§ **Exercise**:
Render every line of the entries below as a Markdown table with the columns Row and Line, numbering the rows and leaving out blank lines.

— begin Supplied data —

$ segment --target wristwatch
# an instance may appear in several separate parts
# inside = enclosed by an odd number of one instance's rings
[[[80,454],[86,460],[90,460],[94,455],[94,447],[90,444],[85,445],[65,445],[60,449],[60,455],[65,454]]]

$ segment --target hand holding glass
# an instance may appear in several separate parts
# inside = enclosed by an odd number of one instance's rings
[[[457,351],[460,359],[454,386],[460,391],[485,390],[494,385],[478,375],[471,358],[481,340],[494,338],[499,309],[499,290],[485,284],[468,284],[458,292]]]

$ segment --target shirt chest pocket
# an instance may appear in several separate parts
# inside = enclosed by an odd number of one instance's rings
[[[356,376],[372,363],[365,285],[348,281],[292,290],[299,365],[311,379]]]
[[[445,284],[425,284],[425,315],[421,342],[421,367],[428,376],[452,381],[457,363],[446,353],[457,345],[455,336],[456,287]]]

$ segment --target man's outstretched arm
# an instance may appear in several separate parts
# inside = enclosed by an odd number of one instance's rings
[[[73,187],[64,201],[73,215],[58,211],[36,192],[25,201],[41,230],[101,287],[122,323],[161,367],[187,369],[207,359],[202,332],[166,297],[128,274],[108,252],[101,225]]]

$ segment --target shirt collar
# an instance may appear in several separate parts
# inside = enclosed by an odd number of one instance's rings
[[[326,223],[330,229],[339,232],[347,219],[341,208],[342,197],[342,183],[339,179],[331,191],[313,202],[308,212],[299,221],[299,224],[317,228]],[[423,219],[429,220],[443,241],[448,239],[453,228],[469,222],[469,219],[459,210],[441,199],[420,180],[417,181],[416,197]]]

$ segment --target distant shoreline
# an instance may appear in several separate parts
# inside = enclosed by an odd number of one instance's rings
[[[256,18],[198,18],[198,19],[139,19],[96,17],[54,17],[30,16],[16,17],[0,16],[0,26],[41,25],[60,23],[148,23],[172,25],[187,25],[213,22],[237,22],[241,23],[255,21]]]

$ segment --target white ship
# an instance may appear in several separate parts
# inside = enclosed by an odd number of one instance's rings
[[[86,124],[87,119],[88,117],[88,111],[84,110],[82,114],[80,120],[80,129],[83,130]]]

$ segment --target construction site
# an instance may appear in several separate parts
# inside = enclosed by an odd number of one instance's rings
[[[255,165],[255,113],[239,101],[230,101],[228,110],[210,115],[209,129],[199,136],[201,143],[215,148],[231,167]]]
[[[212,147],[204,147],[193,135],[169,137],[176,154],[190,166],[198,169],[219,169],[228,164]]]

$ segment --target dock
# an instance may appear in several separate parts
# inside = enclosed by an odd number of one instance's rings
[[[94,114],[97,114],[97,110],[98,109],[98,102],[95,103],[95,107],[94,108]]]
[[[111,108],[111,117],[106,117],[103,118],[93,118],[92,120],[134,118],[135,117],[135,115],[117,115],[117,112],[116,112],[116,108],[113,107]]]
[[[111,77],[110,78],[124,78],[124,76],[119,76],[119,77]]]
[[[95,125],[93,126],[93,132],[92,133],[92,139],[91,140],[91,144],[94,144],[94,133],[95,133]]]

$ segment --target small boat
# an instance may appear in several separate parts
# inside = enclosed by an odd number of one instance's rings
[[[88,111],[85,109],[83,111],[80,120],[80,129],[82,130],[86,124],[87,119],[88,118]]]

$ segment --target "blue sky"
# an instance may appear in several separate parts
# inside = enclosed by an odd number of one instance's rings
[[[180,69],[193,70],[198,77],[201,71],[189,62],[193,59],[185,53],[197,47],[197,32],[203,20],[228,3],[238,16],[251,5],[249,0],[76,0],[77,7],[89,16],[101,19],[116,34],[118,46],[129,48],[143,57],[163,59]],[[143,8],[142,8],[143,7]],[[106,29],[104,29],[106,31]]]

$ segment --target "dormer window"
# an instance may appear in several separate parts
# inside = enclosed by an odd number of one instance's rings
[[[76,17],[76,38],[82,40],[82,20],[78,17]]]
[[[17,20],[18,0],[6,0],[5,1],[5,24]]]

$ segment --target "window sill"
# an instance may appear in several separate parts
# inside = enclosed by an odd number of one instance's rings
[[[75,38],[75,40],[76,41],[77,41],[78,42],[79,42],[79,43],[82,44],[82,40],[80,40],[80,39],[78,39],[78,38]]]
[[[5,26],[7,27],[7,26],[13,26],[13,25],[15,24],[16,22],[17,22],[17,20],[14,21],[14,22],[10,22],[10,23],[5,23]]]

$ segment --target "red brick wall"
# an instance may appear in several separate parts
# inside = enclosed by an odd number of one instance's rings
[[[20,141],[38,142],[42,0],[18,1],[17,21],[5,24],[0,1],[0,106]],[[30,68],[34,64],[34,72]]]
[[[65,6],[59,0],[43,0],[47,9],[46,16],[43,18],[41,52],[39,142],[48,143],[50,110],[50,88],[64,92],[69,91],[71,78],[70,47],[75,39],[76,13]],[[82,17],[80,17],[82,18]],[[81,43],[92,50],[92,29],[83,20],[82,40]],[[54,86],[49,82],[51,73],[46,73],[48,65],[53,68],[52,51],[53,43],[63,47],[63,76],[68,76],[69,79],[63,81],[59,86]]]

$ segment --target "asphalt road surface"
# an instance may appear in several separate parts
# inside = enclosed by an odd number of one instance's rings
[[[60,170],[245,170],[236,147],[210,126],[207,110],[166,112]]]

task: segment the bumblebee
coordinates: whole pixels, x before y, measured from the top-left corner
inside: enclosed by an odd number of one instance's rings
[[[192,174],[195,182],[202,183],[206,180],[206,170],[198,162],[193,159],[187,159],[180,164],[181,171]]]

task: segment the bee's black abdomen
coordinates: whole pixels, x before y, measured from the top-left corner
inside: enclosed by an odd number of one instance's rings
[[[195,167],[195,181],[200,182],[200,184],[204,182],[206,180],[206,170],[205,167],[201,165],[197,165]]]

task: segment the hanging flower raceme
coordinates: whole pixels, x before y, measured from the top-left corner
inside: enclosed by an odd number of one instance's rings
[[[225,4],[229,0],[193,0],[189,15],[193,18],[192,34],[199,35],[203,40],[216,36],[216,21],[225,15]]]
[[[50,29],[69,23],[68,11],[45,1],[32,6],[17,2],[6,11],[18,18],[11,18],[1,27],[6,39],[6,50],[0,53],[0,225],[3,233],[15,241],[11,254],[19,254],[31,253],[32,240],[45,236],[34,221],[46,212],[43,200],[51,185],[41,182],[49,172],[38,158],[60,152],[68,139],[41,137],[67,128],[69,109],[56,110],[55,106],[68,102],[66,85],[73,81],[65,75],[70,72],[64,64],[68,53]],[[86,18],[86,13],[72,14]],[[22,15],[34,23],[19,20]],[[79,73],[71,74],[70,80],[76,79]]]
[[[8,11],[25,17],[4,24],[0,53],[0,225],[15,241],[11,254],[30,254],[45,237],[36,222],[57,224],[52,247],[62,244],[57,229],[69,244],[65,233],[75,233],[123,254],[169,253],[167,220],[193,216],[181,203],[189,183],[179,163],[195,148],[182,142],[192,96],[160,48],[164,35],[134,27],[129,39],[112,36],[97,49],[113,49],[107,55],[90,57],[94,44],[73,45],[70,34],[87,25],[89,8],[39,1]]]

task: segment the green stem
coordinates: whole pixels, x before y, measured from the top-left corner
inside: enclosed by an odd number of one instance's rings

— end Supplied data —

§ **Final result**:
| Row | Line |
|---|---|
| 1 | $ segment --target wristwatch |
| 2 | # an instance may appear in several separate parts |
| 3 | # inside = enclosed by an odd number of one instance's rings |
| 4 | [[[80,454],[86,460],[90,460],[94,455],[94,447],[90,444],[85,445],[65,445],[60,449],[60,455],[65,454]]] |
| 5 | $ segment --target hand holding glass |
| 6 | # an instance may appear in several separate parts |
| 7 | # inside = enclosed by an odd number of one instance's rings |
| 8 | [[[457,351],[460,359],[454,386],[460,391],[485,390],[494,385],[478,375],[471,358],[481,340],[494,338],[499,309],[499,290],[485,284],[468,284],[458,292]]] |
| 9 | $ segment --target shirt chest pocket |
| 10 | # an instance may appear in several separate parts |
| 11 | # inside = enclosed by an odd number of one instance's rings |
| 12 | [[[356,376],[372,363],[365,285],[348,281],[292,290],[299,365],[311,379]]] |
| 13 | [[[445,284],[425,284],[425,315],[421,342],[421,367],[428,376],[452,381],[457,363],[446,353],[457,345],[455,336],[456,287]]] |
| 14 | $ segment --target man's outstretched arm |
| 15 | # an instance may appear in several separate parts |
| 16 | # inside = enclosed by an odd number of one instance's rings |
| 17 | [[[73,187],[64,201],[73,215],[58,211],[36,192],[25,201],[41,230],[101,287],[122,323],[161,367],[187,369],[207,359],[202,332],[166,297],[128,274],[108,252],[101,225]]] |
| 18 | $ segment --target shirt collar |
| 19 | # an instance may appear in several separate parts |
| 20 | # inside = enclosed by an odd number of one instance's rings |
| 21 | [[[326,223],[330,229],[339,232],[347,219],[341,208],[342,197],[342,183],[339,179],[331,191],[313,202],[308,212],[299,221],[299,224],[317,228]],[[423,219],[429,220],[443,241],[448,239],[453,228],[469,222],[469,219],[459,210],[441,199],[420,180],[417,181],[416,197]]] |
| 22 | $ segment --target distant shoreline |
| 23 | # an instance may appear in several separate parts |
| 24 | # inside = enclosed by an odd number of one instance's rings |
| 25 | [[[256,18],[198,18],[198,19],[139,19],[96,17],[54,17],[30,16],[16,17],[0,16],[0,26],[41,25],[60,23],[148,23],[172,25],[187,25],[213,22],[237,22],[241,23],[255,21]]] |
| 26 | $ segment --target white ship |
| 27 | # an instance may appear in several separate parts |
| 28 | # inside = enclosed by an odd number of one instance's rings |
| 29 | [[[86,124],[87,119],[88,117],[88,111],[84,110],[82,114],[80,120],[80,129],[83,130]]] |
| 30 | $ segment --target construction site |
| 31 | # an instance may appear in several separate parts |
| 32 | # inside = enclosed by an odd number of one instance's rings |
| 33 | [[[255,165],[255,113],[239,101],[230,101],[228,110],[210,115],[209,129],[199,136],[201,143],[215,148],[231,167]]] |
| 34 | [[[212,147],[204,147],[193,135],[169,137],[176,154],[190,166],[198,169],[219,169],[228,164]]] |
| 35 | $ segment --target dock |
| 36 | # an instance may appear in several separate parts |
| 37 | # inside = enclosed by an odd number of one instance's rings |
| 38 | [[[94,114],[97,114],[97,110],[98,109],[98,102],[95,103],[95,107],[94,108]]] |
| 39 | [[[111,108],[111,117],[106,117],[103,118],[93,118],[92,120],[134,118],[135,117],[135,115],[117,115],[117,112],[116,112],[116,108],[113,107]]] |
| 40 | [[[111,77],[110,78],[124,78],[124,76],[119,76],[119,77]]] |
| 41 | [[[95,125],[93,126],[93,132],[92,133],[92,139],[91,140],[91,144],[94,144],[94,133],[95,133]]] |
| 42 | $ segment --target small boat |
| 43 | # an instance may appear in several separate parts |
| 44 | # inside = enclosed by an odd number of one instance's rings |
| 45 | [[[88,111],[85,109],[83,111],[80,120],[80,129],[82,130],[86,124],[87,119],[88,118]]] |
| 46 | $ segment --target "blue sky" |
| 47 | # an instance may appear in several separate parts |
| 48 | # inside = enclosed by an odd number of one instance's rings |
| 49 | [[[180,69],[193,70],[198,77],[201,71],[189,62],[193,59],[185,53],[197,47],[197,32],[203,20],[228,3],[238,16],[251,5],[249,0],[76,0],[77,7],[89,16],[101,19],[116,34],[118,46],[129,48],[143,57],[163,59]],[[143,8],[142,8],[143,7]],[[106,29],[104,29],[106,31]]] |
| 50 | $ segment --target "dormer window" |
| 51 | # an instance may appear in several separate parts |
| 52 | # inside = enclosed by an odd number of one instance's rings |
| 53 | [[[76,17],[76,38],[82,40],[82,20],[78,17]]] |
| 54 | [[[17,20],[18,0],[6,0],[5,1],[5,24]]] |
| 55 | $ segment --target "window sill" |
| 56 | # an instance may appear in several separate parts |
| 57 | # inside = enclosed by an odd number of one instance's rings |
| 58 | [[[75,38],[75,40],[76,41],[77,41],[78,42],[79,42],[79,43],[82,44],[82,40],[80,40],[80,39],[78,39],[78,38]]] |
| 59 | [[[5,26],[7,27],[7,26],[13,26],[13,25],[15,24],[16,22],[17,22],[17,20],[14,21],[14,22],[10,22],[10,23],[5,23]]] |
| 60 | $ segment --target "red brick wall" |
| 61 | # an instance may appear in several separate parts |
| 62 | # inside = enclosed by an odd number of one instance's rings |
| 63 | [[[20,141],[38,142],[42,0],[18,1],[17,21],[5,24],[0,1],[0,106]],[[30,68],[34,64],[34,72]]] |
| 64 | [[[65,6],[59,0],[43,0],[47,9],[46,16],[43,18],[41,52],[39,142],[48,143],[50,110],[50,88],[64,92],[69,91],[71,78],[70,47],[75,39],[76,13]],[[82,17],[80,17],[82,18]],[[81,43],[92,50],[92,29],[83,20],[82,40]],[[54,86],[49,82],[51,73],[46,73],[48,65],[53,68],[52,51],[53,43],[63,47],[63,76],[68,76],[69,79],[63,81],[59,86]]] |
| 65 | $ segment --target "asphalt road surface" |
| 66 | # an instance may appear in several separate parts |
| 67 | # inside = enclosed by an odd number of one instance's rings |
| 68 | [[[60,170],[245,170],[236,147],[210,126],[207,110],[166,112]]] |
| 69 | task: segment the bumblebee |
| 70 | coordinates: whole pixels, x before y, measured from the top-left corner |
| 71 | inside: enclosed by an odd number of one instance's rings |
| 72 | [[[192,174],[195,182],[202,183],[206,180],[206,170],[198,162],[193,159],[187,159],[180,164],[181,171]]] |
| 73 | task: segment the bee's black abdomen |
| 74 | coordinates: whole pixels, x before y, measured from the top-left corner |
| 75 | inside: enclosed by an odd number of one instance's rings |
| 76 | [[[195,167],[195,181],[200,182],[200,184],[204,182],[206,180],[206,170],[205,167],[201,165],[197,165]]] |
| 77 | task: segment the hanging flower raceme |
| 78 | coordinates: whole pixels, x before y, measured from the top-left corner |
| 79 | inside: enclosed by an odd number of one instance's rings |
| 80 | [[[225,4],[229,0],[193,0],[189,15],[193,18],[192,34],[199,35],[203,40],[216,36],[216,21],[225,15]]] |
| 81 | [[[50,29],[69,23],[68,11],[45,1],[32,6],[17,2],[6,11],[18,18],[11,18],[1,27],[6,39],[6,50],[0,53],[0,225],[3,233],[15,241],[11,254],[19,254],[31,253],[32,240],[45,236],[34,221],[46,212],[43,200],[51,185],[41,182],[49,172],[38,158],[60,152],[68,139],[41,137],[67,128],[69,109],[56,110],[55,106],[68,102],[66,85],[73,81],[65,75],[70,72],[64,64],[68,53]],[[86,18],[86,13],[72,14]],[[22,15],[34,23],[19,20]],[[79,73],[71,74],[70,80],[76,79]]] |
| 82 | [[[8,11],[25,17],[4,24],[0,53],[0,225],[15,241],[11,254],[30,254],[45,237],[36,222],[57,224],[52,247],[62,244],[57,229],[69,244],[65,233],[75,233],[123,254],[169,253],[167,220],[193,216],[181,203],[189,183],[179,163],[195,148],[182,142],[192,96],[160,48],[164,35],[134,27],[129,39],[112,36],[97,49],[113,49],[107,55],[90,57],[94,44],[73,45],[70,34],[87,25],[89,8],[39,1]]] |
| 83 | task: segment the green stem |
| 84 | coordinates: whole pixels, x before y, measured from the top-left corner |
| 85 | inside: enclosed by an odd number of one instance's rings |